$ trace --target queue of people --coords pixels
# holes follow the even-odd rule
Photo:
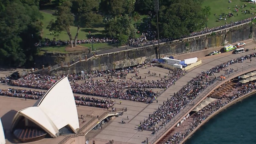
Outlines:
[[[226,97],[227,100],[218,100],[216,101],[209,104],[193,115],[193,120],[191,124],[188,122],[188,128],[186,130],[185,134],[181,132],[175,132],[169,137],[165,142],[168,144],[179,144],[195,128],[198,126],[205,119],[220,108],[231,101],[256,90],[256,84],[250,83],[248,84],[237,84],[233,94]],[[190,124],[189,125],[189,124]]]
[[[9,88],[7,90],[0,90],[0,95],[10,97],[23,98],[26,99],[37,100],[45,93],[44,92],[33,90],[23,90]],[[76,103],[78,106],[108,108],[116,104],[115,100],[89,97],[74,96]]]
[[[178,92],[174,93],[170,100],[167,99],[167,102],[164,102],[158,110],[154,112],[153,114],[149,115],[148,118],[140,126],[144,130],[158,131],[191,103],[207,86],[217,79],[215,73],[219,72],[222,70],[226,71],[226,68],[229,65],[239,61],[242,62],[243,60],[249,59],[256,56],[256,53],[254,52],[231,60],[205,71],[202,71],[201,74],[197,75],[196,77],[188,83]],[[198,85],[198,83],[200,84]],[[202,83],[203,84],[201,84]],[[163,123],[160,125],[158,125],[160,122],[164,120],[167,123]]]
[[[80,105],[108,109],[112,107],[116,104],[115,100],[109,99],[77,96],[75,96],[74,97],[76,103],[78,106]]]
[[[138,82],[134,81],[132,78],[128,81],[125,81],[124,79],[122,79],[120,77],[122,74],[127,74],[132,72],[135,73],[136,75],[139,74],[140,70],[138,69],[138,68],[146,67],[147,64],[150,63],[149,61],[146,61],[142,64],[122,70],[111,70],[89,72],[83,76],[78,75],[67,74],[66,76],[68,76],[70,81],[73,82],[73,83],[70,83],[70,84],[74,93],[151,103],[156,99],[156,97],[150,97],[150,95],[147,95],[151,94],[146,93],[142,96],[135,94],[131,94],[131,93],[128,93],[124,92],[124,90],[126,89],[133,89],[141,91],[143,89],[161,88],[165,89],[172,85],[174,84],[175,82],[184,76],[186,72],[183,70],[177,69],[173,71],[172,76],[169,77],[168,79],[167,77],[164,76],[164,79],[162,79],[161,80],[147,81],[145,77],[144,81],[142,79],[141,82]],[[108,73],[110,76],[108,76],[106,79],[103,78],[96,81],[92,79],[93,76],[106,77],[106,74]],[[14,86],[48,90],[64,76],[56,75],[51,76],[35,74],[28,74],[17,80],[12,80],[9,84]],[[112,76],[118,77],[118,80],[115,82],[112,80],[113,78],[110,78],[110,76],[112,77]],[[89,77],[90,79],[85,80],[84,83],[75,82],[82,79],[86,79],[86,78]],[[123,78],[124,78],[124,76]]]

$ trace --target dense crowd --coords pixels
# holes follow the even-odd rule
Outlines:
[[[35,45],[37,47],[45,47],[52,46],[61,46],[67,45],[70,44],[70,41],[62,41],[60,40],[56,40],[55,39],[53,40],[50,40],[47,37],[44,38],[44,40],[41,42],[36,43]],[[72,41],[72,43],[75,44],[75,41]],[[113,44],[118,43],[118,40],[113,39],[107,38],[103,37],[103,38],[98,38],[97,37],[92,37],[87,39],[78,39],[76,40],[76,44],[102,44],[107,43],[109,44]]]
[[[250,83],[249,84],[242,84],[240,86],[236,87],[233,94],[228,97],[227,100],[225,102],[222,100],[218,100],[217,101],[209,104],[199,111],[193,115],[193,122],[190,126],[186,130],[185,134],[181,132],[176,132],[173,135],[169,137],[165,143],[168,144],[178,144],[188,136],[206,118],[222,107],[231,101],[247,93],[256,90],[256,84]]]
[[[188,136],[195,128],[199,125],[210,115],[218,110],[224,105],[222,103],[221,100],[218,100],[216,101],[210,103],[201,109],[198,112],[195,114],[192,117],[193,122],[191,122],[190,126],[186,127],[187,129],[185,134],[181,132],[176,132],[172,137],[167,139],[165,143],[167,144],[180,143],[185,138]],[[208,112],[207,112],[208,111]],[[210,112],[209,111],[210,111]],[[187,129],[188,127],[188,128]]]
[[[0,90],[0,95],[33,100],[38,100],[45,93],[44,92],[14,88]],[[76,103],[78,105],[108,108],[116,103],[115,101],[109,99],[78,96],[74,97]]]
[[[125,92],[125,89],[132,89],[140,91],[144,89],[144,92],[146,92],[145,89],[166,89],[175,84],[175,82],[185,74],[185,71],[177,69],[173,71],[172,76],[169,78],[165,76],[161,80],[151,81],[147,81],[144,78],[144,81],[141,79],[140,82],[134,81],[132,78],[128,81],[125,80],[127,73],[134,73],[137,75],[140,72],[138,68],[145,66],[147,64],[150,64],[150,62],[147,61],[142,64],[123,69],[89,72],[83,76],[67,74],[51,76],[29,74],[17,80],[11,81],[9,84],[14,86],[48,90],[61,77],[67,76],[70,81],[73,82],[70,84],[74,93],[151,103],[156,100],[156,97],[158,94],[152,97],[150,96],[151,93],[147,92],[143,95],[135,93],[132,94]],[[107,76],[107,74],[108,75]],[[113,79],[113,76],[118,77],[118,80],[115,81]],[[92,78],[95,77],[104,77],[105,78],[94,80]],[[84,83],[76,82],[77,80],[86,78],[89,79],[87,79]],[[136,78],[140,78],[138,76]]]
[[[167,99],[167,102],[164,102],[158,110],[154,112],[152,115],[149,115],[149,118],[140,126],[141,128],[158,131],[191,102],[207,86],[211,84],[217,79],[214,73],[219,72],[221,70],[226,71],[229,65],[238,61],[243,62],[243,60],[249,59],[255,56],[256,53],[254,52],[242,56],[216,66],[205,71],[202,71],[201,74],[197,75],[178,92],[174,93],[174,96],[170,100]],[[212,76],[212,78],[210,76]],[[197,82],[200,82],[203,84],[197,85]],[[160,122],[165,120],[167,122],[157,126]]]
[[[149,30],[150,29],[151,27],[150,23],[148,22],[150,20],[151,17],[150,16],[151,15],[152,15],[152,14],[149,12],[148,15],[148,18],[146,21],[147,22],[146,23],[148,24],[147,25],[144,26],[145,27],[144,28],[144,29],[146,30],[145,31],[142,33],[141,36],[139,37],[129,39],[128,40],[128,43],[127,44],[128,45],[136,47],[140,47],[158,44],[158,41],[156,37],[156,32],[152,31]],[[181,37],[182,38],[184,38],[214,32],[217,30],[224,29],[251,21],[254,20],[255,18],[256,18],[256,17],[253,17],[245,20],[239,20],[234,22],[231,21],[230,23],[228,24],[227,23],[224,25],[218,26],[211,28],[206,28],[201,31],[194,32],[189,35],[182,36],[181,36]],[[173,40],[172,38],[160,38],[159,40],[159,43],[164,43],[172,40]],[[75,44],[75,42],[73,41],[72,41],[72,42],[73,44]],[[119,42],[117,39],[116,39],[105,37],[99,38],[94,37],[92,37],[92,38],[79,39],[77,40],[76,42],[78,44],[92,44],[92,43],[97,44],[105,43],[113,44],[118,43]],[[41,42],[36,43],[35,44],[35,45],[37,47],[44,47],[66,45],[70,44],[70,41],[62,41],[60,40],[56,40],[55,39],[53,40],[51,40],[47,38],[47,37],[45,37],[44,38],[44,41]]]
[[[108,108],[114,106],[116,101],[111,100],[89,97],[74,96],[76,103],[78,105]]]
[[[33,100],[38,100],[44,93],[44,92],[14,88],[0,90],[0,95]]]

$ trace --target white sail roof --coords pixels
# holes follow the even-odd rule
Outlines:
[[[74,132],[77,132],[77,111],[68,77],[56,83],[33,107],[19,111],[13,118],[12,128],[20,116],[34,122],[53,137],[56,137],[59,130],[67,125]]]
[[[5,137],[4,132],[4,128],[3,127],[2,122],[0,118],[0,144],[5,143]]]

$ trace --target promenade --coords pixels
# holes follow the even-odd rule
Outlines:
[[[109,138],[113,138],[116,141],[120,142],[122,143],[140,143],[144,141],[146,139],[146,138],[148,138],[149,142],[155,140],[156,135],[155,135],[153,136],[152,131],[147,130],[143,131],[143,132],[138,131],[136,129],[136,126],[138,126],[140,122],[143,122],[144,119],[147,119],[148,114],[152,114],[154,111],[156,111],[158,106],[162,105],[164,101],[167,100],[167,98],[170,98],[173,96],[174,92],[176,92],[186,84],[192,77],[196,76],[197,74],[201,74],[202,71],[205,71],[224,62],[253,52],[254,51],[251,50],[256,46],[256,44],[252,42],[247,42],[247,45],[244,48],[249,48],[250,50],[249,52],[239,54],[233,54],[232,53],[233,52],[230,52],[218,55],[206,57],[205,59],[203,60],[202,64],[190,70],[187,74],[176,82],[175,85],[172,85],[165,92],[164,92],[158,98],[158,101],[157,103],[155,102],[150,104],[137,103],[134,103],[133,102],[132,103],[134,103],[132,104],[131,102],[123,101],[122,106],[116,105],[115,106],[117,108],[127,107],[128,110],[127,112],[124,113],[123,116],[117,117],[112,121],[108,124],[107,126],[100,131],[94,137],[90,138],[92,140],[96,140],[95,141],[97,141],[97,143],[101,143],[100,142],[107,142],[109,140],[108,140]],[[220,49],[221,48],[220,47],[219,48]],[[218,48],[216,48],[215,49]],[[193,56],[196,56],[197,54],[202,55],[202,54],[200,52],[205,53],[205,52],[204,52],[204,51],[195,52],[193,53],[195,54],[193,54]],[[191,56],[188,55],[188,56],[191,57]],[[237,68],[240,69],[243,67],[244,69],[248,69],[253,64],[255,64],[256,62],[256,60],[255,59],[252,59],[252,60],[251,63],[249,61],[246,61],[242,63],[239,63],[232,64],[228,68],[236,69]],[[243,65],[243,67],[242,65]],[[224,72],[223,71],[221,71],[219,73],[215,73],[216,76],[224,74]],[[194,100],[198,100],[199,98],[199,97],[197,97],[197,98],[196,99]],[[186,108],[185,109],[186,109]],[[183,115],[182,113],[180,114],[180,116]],[[126,120],[127,116],[129,116],[129,120]],[[179,115],[177,116],[179,116]],[[124,124],[121,124],[121,122],[122,119],[125,120],[127,123]],[[177,120],[176,120],[176,121]],[[171,121],[169,123],[171,124],[172,122],[173,122]],[[167,124],[167,125],[168,124]],[[162,129],[158,133],[160,134],[164,130],[164,129]]]
[[[234,54],[232,53],[233,52],[230,52],[211,56],[204,57],[206,54],[209,53],[209,51],[212,51],[215,50],[219,50],[222,47],[220,47],[210,50],[206,50],[175,57],[175,58],[179,58],[182,60],[184,59],[197,56],[202,60],[202,63],[189,70],[188,72],[184,76],[182,76],[176,82],[175,85],[172,85],[165,91],[162,89],[154,90],[154,91],[157,91],[159,92],[162,92],[162,93],[157,98],[158,100],[157,103],[156,101],[154,101],[153,103],[149,104],[122,100],[122,104],[118,104],[120,100],[120,99],[113,99],[113,100],[116,100],[117,103],[115,105],[114,107],[117,108],[127,108],[127,111],[124,112],[123,115],[115,117],[111,120],[109,123],[104,124],[103,127],[102,129],[92,130],[85,136],[86,138],[89,139],[90,144],[92,144],[92,140],[95,140],[95,143],[105,144],[109,142],[110,139],[113,139],[115,143],[141,143],[142,142],[145,142],[146,138],[148,138],[149,142],[151,142],[151,143],[153,143],[153,142],[158,139],[161,135],[164,133],[165,129],[162,129],[157,132],[156,134],[153,135],[152,132],[151,131],[144,130],[142,132],[141,130],[138,131],[137,127],[140,123],[143,123],[144,119],[146,120],[148,118],[149,114],[152,114],[154,111],[157,110],[158,107],[160,107],[163,105],[163,102],[165,103],[166,102],[167,98],[170,99],[173,96],[174,92],[176,93],[184,85],[186,84],[193,77],[196,77],[198,74],[201,74],[202,71],[205,71],[217,65],[231,59],[255,52],[254,50],[252,50],[254,46],[256,46],[256,44],[251,41],[251,40],[250,40],[245,41],[244,42],[247,44],[246,46],[244,47],[245,48],[248,48],[250,50],[244,53]],[[242,68],[245,71],[255,68],[254,66],[256,63],[256,59],[253,58],[252,59],[252,61],[251,63],[250,62],[249,60],[246,60],[243,63],[238,63],[230,65],[228,68],[229,69],[230,68],[233,68],[235,70],[239,69],[239,70],[240,70]],[[142,77],[146,76],[146,80],[148,80],[148,79],[149,80],[152,79],[159,79],[164,75],[167,75],[168,72],[168,71],[167,70],[164,70],[157,67],[148,66],[147,68],[142,67],[140,68],[140,72],[139,75],[141,75]],[[149,70],[151,71],[156,72],[157,74],[161,74],[161,77],[153,76],[151,77],[147,73],[147,71]],[[221,71],[220,73],[215,73],[215,74],[216,76],[218,76],[220,75],[224,75],[224,71]],[[130,78],[130,77],[131,77],[132,76],[134,76],[134,75],[135,75],[134,73],[129,74],[127,76],[127,78]],[[228,77],[228,76],[226,75],[226,76]],[[100,78],[95,78],[95,79],[100,79]],[[114,78],[115,80],[118,79],[116,77]],[[134,78],[133,79],[135,81],[140,80],[136,79],[135,78]],[[7,88],[7,86],[4,86],[5,88]],[[211,87],[210,87],[210,89]],[[24,88],[20,88],[25,89]],[[2,87],[2,88],[4,88]],[[209,90],[211,90],[211,89]],[[206,92],[208,90],[205,90],[205,91],[203,92],[202,93],[205,93],[207,92]],[[75,95],[78,95],[76,94]],[[94,97],[91,96],[90,96]],[[196,103],[197,102],[199,102],[199,100],[202,98],[202,97],[197,96],[194,100],[194,101],[196,102],[195,102]],[[22,101],[22,102],[26,102],[24,101]],[[192,106],[192,105],[189,105],[188,107],[184,108],[184,113],[182,111],[175,116],[175,121],[179,120],[177,119],[178,118],[176,119],[176,117],[182,117],[183,115],[186,114],[186,111],[189,110]],[[82,107],[84,108],[88,107]],[[11,108],[11,107],[8,108],[7,109],[9,110]],[[82,107],[81,107],[81,108],[82,108]],[[18,109],[19,108],[17,108],[16,110],[18,110]],[[7,110],[6,109],[6,110]],[[4,113],[2,114],[4,114]],[[129,117],[129,120],[127,119],[127,116]],[[121,123],[121,122],[122,119],[126,122],[125,124]],[[166,125],[166,130],[169,129],[169,128],[171,127],[174,123],[174,119],[172,119]]]

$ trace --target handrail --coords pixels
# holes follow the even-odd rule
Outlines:
[[[255,67],[256,67],[256,66],[252,66],[244,68],[238,68],[238,70],[236,71],[236,72],[234,72],[231,73],[231,74],[229,74],[229,76],[231,76],[235,75],[235,74],[237,74],[238,73],[240,73],[241,72],[243,72],[244,70],[246,70],[248,69],[251,68],[252,68]],[[177,121],[175,121],[175,119],[176,120],[177,119],[179,120],[180,118],[181,118],[181,117],[182,117],[184,116],[184,113],[186,114],[188,113],[188,111],[189,111],[189,110],[193,107],[196,105],[197,103],[201,100],[201,98],[204,98],[204,96],[205,96],[206,95],[206,94],[207,94],[212,89],[214,88],[215,87],[218,85],[219,84],[218,80],[217,79],[217,80],[215,80],[211,85],[208,85],[208,87],[207,88],[205,88],[203,92],[203,93],[202,94],[199,94],[199,97],[198,97],[198,96],[197,95],[197,96],[196,97],[195,99],[193,100],[195,100],[195,101],[194,101],[194,102],[195,102],[195,105],[192,105],[192,104],[191,104],[190,105],[188,105],[188,106],[186,107],[185,107],[185,108],[183,108],[183,109],[182,109],[182,110],[181,110],[180,112],[178,114],[177,114],[176,116],[179,116],[178,117],[174,116],[173,119],[174,119],[173,121],[171,123],[169,123],[169,124],[168,124],[168,126],[166,126],[166,125],[165,125],[165,126],[166,127],[166,128],[165,128],[165,129],[166,130],[164,130],[164,129],[163,128],[162,128],[162,129],[163,130],[162,130],[162,131],[161,132],[160,132],[160,133],[159,134],[157,134],[156,136],[154,139],[153,139],[151,141],[150,143],[152,143],[152,144],[153,143],[158,140],[158,139],[157,139],[157,135],[159,136],[159,137],[160,137],[165,132],[166,132],[175,123],[177,122]],[[211,85],[211,86],[210,86],[210,85]],[[183,113],[183,114],[182,113]],[[173,119],[172,118],[171,119],[170,121],[172,120],[172,119]],[[157,134],[157,132],[156,132],[156,133],[157,133],[156,134]],[[150,138],[152,138],[153,136],[154,136],[154,135],[151,136],[150,137],[149,137],[149,138],[148,138],[148,139],[149,140],[150,139]]]
[[[101,115],[99,117],[99,118],[98,118],[98,119],[100,120],[100,119],[102,118],[102,117],[104,117],[108,115],[108,111],[105,112],[103,114]],[[81,131],[83,131],[84,129],[86,127],[88,126],[88,125],[91,124],[95,119],[96,119],[96,118],[93,118],[91,119],[90,121],[89,121],[89,122],[87,123],[86,124],[85,124],[83,126],[82,128],[80,128],[80,129],[79,129],[79,130],[77,131],[76,133],[72,135],[70,135],[68,136],[67,136],[66,138],[65,138],[65,139],[63,139],[62,140],[60,141],[60,142],[59,143],[59,144],[63,144],[64,143],[66,142],[66,141],[67,141],[68,140],[72,137],[76,137],[80,135],[85,135],[86,133],[86,132]]]

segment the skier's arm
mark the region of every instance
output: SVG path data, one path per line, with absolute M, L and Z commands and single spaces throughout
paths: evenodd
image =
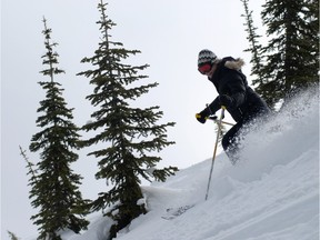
+++
> [Given exercise]:
Transcribe the items word for word, starting with the line that contains "segment the skier's arm" and going on through the end of the items. Leave the pictures out of your answer.

> [Answer for this exercise]:
segment the skier's arm
mark the region of every instance
output: SVG path data, one path per line, with absolute M, L and Z commands and single spaces throughout
paths: evenodd
image =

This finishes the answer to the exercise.